* **What you will do**
[1] In the memoir about the writer's mother, replace "Papa" with "Father" and give the part that opens with the words containing "Mother worked and" and closes with "my mother’s family.".
[2] Extend the memoir about the writer's mother from where it stops.

* **Source text**

My mother had just died last week. We’d had a rocky relationship all of my life. I loved her but she found fault in nearly everything I did. My father and mother had met in college at OSU in the early 1950’s. My father was from Peru and studied agriculture to bring back advanced agricultural practices to help his country. He was extremely handsome and all the girls on campus were after him. My mother was a Physical Education major. She was a feisty 5’2” ball of energy. She met my father and was instantly attracted to him. They had a passionate love affair and I was the result. Mother was not happy about this outcome. She had always been a good girl. And now she was pregnant with me. She and my father decided to lie to her parents and tell them they had eloped to Mexico and had married. My grandparents were shocked, of course. Especially since their new son-in-law couldn’t speak English very well.
Mother worked and supported my father until he graduated. I had been born during Papa’s last years of studies in 1954. However, it was a difficult birth. Mother spent three days in labor. I was finally delivered with forceps. The clamp cut into my face and left a scar on my left cheek that I would live with for the rest of my life. After delivery the doctors told my mother not to bond with me. They told her I was probably retarded and should be institutionalize. In later years I’ve wondered if this was because I was half Peruvian. There was a great deal of prejudice against ‘half-breeds’, in our country, which is what I was labeled by most of my mother’s family.
My maternal grandmother would not allow me to be institutionalized and took over my care. My father was very concerned and helped grandma find formula I was not allergic to so I would live. Their love and care kept me alive. My mother had no interest in me and I don’t recall seeing her very much in my early years. Grandma was my mother and loved me unconditionally until she passed away when I was seven.

* **Data shown**
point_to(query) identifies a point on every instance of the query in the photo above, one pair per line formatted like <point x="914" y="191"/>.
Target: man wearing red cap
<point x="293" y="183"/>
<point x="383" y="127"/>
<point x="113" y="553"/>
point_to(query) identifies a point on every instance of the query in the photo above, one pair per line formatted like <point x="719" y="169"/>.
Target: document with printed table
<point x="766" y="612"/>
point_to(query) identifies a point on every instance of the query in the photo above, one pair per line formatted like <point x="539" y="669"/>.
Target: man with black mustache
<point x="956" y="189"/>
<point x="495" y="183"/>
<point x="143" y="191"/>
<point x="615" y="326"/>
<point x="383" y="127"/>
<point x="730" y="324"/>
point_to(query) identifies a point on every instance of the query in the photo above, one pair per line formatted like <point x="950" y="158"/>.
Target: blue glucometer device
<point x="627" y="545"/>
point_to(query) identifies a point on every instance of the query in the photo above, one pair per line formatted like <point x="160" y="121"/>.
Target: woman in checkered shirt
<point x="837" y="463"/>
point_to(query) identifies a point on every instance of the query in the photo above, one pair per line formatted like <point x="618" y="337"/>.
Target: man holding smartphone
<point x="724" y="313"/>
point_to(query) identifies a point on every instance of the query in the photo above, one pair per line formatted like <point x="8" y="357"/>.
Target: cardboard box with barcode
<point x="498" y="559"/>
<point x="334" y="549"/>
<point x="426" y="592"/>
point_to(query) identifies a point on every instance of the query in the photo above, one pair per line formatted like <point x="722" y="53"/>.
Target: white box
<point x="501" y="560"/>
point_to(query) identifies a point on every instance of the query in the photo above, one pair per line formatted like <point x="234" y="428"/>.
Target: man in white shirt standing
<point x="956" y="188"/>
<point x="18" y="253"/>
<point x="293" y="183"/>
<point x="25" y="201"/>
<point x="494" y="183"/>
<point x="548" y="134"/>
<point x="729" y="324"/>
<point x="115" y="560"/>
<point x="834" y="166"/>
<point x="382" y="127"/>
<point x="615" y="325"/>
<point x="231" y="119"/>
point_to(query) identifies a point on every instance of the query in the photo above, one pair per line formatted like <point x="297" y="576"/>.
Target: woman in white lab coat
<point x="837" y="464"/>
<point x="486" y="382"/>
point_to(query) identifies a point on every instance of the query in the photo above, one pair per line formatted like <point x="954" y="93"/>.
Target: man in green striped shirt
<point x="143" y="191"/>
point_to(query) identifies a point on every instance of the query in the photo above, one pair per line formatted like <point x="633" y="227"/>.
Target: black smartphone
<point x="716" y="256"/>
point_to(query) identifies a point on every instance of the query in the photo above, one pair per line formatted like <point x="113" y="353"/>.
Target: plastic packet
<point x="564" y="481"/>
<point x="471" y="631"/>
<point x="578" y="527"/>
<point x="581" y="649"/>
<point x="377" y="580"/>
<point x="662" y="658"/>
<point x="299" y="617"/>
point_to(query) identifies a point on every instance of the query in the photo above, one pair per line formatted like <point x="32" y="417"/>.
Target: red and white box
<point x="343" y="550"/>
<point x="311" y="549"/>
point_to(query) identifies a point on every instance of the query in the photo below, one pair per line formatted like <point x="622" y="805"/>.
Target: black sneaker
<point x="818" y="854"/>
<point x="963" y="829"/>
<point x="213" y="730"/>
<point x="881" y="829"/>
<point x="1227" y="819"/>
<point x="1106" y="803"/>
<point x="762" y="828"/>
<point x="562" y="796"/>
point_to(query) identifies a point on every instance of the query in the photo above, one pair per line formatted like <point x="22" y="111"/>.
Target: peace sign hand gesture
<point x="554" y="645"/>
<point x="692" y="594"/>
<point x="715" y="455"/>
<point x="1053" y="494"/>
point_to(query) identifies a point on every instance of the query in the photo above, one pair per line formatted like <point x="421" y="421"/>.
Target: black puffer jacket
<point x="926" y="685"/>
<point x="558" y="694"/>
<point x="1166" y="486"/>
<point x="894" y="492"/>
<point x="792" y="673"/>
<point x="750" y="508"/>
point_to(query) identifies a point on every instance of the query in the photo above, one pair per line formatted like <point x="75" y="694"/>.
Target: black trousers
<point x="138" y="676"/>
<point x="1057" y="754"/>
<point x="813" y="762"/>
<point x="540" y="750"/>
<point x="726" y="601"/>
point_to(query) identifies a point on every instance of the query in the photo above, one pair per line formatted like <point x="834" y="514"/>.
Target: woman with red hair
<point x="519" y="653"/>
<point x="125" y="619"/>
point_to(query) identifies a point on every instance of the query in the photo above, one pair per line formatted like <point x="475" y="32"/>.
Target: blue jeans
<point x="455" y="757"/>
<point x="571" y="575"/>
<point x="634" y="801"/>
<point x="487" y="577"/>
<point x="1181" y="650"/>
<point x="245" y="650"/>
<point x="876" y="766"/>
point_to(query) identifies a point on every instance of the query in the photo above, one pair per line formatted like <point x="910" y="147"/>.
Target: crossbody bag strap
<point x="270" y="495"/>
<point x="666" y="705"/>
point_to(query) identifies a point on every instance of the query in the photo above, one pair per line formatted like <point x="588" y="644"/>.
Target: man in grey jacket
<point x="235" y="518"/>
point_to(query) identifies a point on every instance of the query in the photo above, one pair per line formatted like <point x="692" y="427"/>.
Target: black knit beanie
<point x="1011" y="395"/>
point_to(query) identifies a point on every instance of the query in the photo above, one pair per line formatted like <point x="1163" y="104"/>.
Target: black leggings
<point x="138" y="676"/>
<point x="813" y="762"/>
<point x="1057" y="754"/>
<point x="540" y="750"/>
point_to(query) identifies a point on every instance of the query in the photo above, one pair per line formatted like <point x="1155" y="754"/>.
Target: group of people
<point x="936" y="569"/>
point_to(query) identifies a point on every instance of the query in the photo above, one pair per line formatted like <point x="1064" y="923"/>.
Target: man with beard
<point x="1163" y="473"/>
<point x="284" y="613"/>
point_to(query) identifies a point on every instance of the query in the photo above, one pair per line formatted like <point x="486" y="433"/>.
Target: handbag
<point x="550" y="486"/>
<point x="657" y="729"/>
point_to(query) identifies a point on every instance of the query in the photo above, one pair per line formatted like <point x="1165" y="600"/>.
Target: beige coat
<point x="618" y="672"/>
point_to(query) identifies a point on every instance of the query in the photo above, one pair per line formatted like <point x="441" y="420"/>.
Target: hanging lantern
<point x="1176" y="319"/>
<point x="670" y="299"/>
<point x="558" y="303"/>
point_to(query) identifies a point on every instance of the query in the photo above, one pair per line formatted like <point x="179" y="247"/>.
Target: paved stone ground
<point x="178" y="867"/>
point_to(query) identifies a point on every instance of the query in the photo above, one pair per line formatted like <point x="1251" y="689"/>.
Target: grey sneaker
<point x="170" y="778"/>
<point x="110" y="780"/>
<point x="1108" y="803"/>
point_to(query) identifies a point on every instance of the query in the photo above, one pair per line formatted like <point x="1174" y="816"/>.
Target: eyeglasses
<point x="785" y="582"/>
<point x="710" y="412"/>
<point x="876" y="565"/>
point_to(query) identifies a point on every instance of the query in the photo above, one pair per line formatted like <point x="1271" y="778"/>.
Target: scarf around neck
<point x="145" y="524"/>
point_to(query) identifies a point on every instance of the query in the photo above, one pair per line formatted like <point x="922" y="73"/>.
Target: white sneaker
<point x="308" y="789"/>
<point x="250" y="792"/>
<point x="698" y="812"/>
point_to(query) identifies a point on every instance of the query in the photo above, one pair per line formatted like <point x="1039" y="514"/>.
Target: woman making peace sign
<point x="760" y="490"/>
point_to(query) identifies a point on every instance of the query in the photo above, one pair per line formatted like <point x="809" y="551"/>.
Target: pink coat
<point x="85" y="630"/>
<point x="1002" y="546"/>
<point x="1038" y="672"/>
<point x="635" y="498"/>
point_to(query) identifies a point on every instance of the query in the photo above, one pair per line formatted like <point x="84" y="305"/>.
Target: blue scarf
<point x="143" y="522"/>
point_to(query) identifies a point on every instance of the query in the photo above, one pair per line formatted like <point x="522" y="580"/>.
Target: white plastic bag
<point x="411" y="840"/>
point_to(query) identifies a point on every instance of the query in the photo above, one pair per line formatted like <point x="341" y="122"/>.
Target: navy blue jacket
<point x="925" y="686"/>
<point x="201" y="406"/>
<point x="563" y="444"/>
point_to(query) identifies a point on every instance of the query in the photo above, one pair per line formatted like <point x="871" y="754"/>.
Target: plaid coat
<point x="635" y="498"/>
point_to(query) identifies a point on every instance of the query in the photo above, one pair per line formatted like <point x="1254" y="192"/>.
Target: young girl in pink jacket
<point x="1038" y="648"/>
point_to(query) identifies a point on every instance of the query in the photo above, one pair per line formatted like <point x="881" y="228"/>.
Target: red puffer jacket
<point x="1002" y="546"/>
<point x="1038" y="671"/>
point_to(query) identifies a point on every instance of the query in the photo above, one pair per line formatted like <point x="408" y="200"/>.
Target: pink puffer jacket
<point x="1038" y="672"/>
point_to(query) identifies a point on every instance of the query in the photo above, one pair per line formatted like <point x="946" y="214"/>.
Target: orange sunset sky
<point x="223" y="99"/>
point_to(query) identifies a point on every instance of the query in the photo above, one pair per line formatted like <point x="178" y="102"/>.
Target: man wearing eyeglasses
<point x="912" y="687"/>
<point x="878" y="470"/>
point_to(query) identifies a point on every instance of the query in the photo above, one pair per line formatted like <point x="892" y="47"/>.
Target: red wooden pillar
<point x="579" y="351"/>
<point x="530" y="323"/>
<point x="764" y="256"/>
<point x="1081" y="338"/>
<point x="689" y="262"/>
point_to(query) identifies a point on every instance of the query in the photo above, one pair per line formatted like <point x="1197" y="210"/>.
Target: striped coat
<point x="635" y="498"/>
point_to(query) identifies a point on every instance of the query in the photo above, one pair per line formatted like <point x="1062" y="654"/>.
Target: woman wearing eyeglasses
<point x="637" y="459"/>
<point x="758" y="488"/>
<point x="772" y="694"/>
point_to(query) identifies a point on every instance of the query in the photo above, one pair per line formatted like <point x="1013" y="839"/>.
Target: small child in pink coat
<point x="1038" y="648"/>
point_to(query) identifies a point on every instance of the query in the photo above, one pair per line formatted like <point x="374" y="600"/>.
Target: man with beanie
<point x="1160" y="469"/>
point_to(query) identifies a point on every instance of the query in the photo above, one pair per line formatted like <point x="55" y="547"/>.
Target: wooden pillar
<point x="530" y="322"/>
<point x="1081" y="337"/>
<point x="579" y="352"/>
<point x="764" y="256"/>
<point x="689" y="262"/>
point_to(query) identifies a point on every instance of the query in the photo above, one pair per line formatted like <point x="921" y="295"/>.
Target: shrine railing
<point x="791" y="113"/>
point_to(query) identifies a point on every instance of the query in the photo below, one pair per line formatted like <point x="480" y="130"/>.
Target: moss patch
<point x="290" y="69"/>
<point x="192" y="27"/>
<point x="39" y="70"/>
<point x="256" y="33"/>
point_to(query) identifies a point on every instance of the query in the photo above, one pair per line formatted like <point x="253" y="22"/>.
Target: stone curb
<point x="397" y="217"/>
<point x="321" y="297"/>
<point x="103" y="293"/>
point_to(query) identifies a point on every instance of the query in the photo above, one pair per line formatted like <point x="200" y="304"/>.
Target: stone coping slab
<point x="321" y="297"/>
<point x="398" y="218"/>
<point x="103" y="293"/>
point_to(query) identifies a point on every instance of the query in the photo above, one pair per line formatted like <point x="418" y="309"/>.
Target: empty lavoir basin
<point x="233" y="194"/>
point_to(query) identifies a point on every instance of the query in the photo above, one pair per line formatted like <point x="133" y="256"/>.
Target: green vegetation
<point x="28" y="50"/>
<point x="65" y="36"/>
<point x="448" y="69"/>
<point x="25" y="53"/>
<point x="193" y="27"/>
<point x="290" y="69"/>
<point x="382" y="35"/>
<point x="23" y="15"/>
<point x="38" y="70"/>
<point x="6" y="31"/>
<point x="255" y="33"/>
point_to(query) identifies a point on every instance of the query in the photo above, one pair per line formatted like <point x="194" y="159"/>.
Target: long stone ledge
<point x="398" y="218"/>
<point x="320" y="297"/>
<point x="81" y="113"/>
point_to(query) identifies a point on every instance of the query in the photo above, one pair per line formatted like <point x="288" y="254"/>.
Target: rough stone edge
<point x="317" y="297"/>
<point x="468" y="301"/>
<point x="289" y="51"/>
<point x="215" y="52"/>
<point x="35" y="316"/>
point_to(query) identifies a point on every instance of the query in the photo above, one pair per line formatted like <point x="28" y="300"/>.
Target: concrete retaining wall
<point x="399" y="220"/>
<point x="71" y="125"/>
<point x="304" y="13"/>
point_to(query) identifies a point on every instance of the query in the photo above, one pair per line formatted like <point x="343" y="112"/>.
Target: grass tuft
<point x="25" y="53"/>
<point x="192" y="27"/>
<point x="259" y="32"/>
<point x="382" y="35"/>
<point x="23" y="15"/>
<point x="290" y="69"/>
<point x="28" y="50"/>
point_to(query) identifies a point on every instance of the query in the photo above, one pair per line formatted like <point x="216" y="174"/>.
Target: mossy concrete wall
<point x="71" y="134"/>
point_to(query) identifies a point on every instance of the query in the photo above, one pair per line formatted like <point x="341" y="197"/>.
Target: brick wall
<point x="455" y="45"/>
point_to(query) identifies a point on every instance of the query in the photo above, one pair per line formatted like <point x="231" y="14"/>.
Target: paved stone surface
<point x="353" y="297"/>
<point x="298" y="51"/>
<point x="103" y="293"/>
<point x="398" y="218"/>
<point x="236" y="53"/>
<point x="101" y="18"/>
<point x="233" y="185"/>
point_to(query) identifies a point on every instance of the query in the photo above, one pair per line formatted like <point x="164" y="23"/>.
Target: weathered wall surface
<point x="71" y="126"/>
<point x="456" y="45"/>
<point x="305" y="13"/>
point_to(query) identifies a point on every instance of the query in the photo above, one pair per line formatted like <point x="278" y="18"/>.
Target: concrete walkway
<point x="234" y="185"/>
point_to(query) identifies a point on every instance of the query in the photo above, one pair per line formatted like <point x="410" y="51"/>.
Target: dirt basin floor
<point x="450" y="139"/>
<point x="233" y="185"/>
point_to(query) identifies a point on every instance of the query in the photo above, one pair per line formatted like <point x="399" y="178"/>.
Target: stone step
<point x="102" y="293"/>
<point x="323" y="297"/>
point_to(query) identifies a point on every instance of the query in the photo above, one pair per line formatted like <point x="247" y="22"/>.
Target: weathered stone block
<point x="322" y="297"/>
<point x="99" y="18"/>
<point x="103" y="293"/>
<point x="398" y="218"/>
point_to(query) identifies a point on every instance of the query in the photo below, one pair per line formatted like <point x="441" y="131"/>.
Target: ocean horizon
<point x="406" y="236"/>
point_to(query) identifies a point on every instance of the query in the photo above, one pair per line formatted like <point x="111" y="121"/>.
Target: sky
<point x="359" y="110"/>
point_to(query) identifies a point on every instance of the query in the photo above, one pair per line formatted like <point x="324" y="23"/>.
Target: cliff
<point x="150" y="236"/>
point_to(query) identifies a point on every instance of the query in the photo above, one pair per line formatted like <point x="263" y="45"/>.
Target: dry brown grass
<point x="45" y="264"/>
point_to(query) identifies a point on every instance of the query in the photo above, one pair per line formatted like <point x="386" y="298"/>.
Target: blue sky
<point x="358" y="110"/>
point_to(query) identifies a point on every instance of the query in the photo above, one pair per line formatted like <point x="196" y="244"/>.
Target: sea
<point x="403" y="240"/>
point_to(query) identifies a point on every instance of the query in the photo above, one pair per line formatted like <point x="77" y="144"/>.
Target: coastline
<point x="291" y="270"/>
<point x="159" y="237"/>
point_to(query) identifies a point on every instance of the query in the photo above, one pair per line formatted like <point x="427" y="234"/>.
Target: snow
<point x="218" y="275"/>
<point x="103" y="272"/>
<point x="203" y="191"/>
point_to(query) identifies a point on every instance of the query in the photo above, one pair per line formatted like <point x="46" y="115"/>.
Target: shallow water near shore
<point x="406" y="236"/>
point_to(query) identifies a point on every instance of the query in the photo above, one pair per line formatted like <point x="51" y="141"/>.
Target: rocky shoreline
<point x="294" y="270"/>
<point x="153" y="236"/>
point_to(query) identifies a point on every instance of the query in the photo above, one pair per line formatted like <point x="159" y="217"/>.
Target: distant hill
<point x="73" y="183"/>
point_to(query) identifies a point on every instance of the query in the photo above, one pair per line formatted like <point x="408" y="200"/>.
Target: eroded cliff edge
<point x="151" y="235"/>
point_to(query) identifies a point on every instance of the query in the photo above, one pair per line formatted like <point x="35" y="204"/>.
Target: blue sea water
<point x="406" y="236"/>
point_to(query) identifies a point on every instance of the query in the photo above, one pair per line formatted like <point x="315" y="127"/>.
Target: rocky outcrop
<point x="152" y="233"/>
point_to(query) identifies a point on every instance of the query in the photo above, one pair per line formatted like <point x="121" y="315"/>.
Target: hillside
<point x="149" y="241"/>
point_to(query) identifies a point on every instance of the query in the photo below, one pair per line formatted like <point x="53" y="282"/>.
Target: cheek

* **Written answers**
[1]
Mother worked and supported my father until he graduated. I had been born during Father’s last years of studies in 1954. However, it was a difficult birth. Mother spent three days in labor. I was finally delivered with forceps. The clamp cut into my face and left a scar on my left cheek that I would live with for the rest of my life. After delivery the doctors told my mother not to bond with me. They told her I was probably retarded and should be institutionalize. In later years I’ve wondered if this was because I was half Peruvian. There was a great deal of prejudice against ‘half-breeds’, in our country, which is what I was labeled by most of my mother’s family.

[2]
After graduation, my father had landed a job working for the United States Agricultural Society and our little family was sent to Bogatá, Columbia to start a milk pasteurization plant because many people were dying from milk fever. I was about three at the time. I remember how upset Grandma had been that we were leaving for deepest darkest South America. She was worried for our safety. I was excited we would be living with my father. I adored him and he also loved me unconditionally. My mother was now going to need to be responsible for me. She did her duty with me but I was more of a nuisance, her cross to bear, more than anything else. Grandma sewed an entire wardrobe for me including a warm red wool overcoat with a big brown button in the front. She also made a cute traveling bonnet to complete my ensemble. I was excited and felt privileged that I was going to get to ride on a big airplane with giant propellers. I wasn’t scared. I didn’t have a camera, of course, so I decided to make my brain my camera. I can still recall the scenery from the airplane as we flew to our new home in South America in 1957.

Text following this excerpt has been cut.